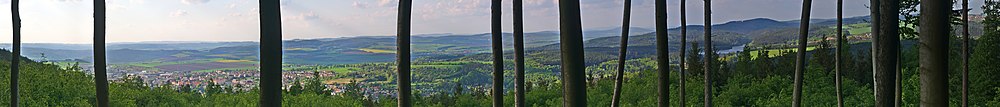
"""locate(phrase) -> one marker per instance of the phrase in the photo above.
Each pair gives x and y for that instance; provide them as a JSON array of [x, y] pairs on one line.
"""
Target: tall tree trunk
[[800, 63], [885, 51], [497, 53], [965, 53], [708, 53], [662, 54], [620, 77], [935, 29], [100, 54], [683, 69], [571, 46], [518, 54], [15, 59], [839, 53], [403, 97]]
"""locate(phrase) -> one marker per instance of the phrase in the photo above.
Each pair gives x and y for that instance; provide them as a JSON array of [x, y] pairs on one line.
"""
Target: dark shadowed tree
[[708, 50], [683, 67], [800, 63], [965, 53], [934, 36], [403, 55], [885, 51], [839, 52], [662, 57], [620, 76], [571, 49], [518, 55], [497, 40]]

————

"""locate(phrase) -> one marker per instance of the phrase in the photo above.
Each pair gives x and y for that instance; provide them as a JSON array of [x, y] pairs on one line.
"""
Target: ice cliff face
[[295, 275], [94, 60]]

————

SHORT EXERCISE: Please state how many lines in the rows above contain the string "tree", treating uppercase and lowercase as different. Reply with the number only.

RESULT: 2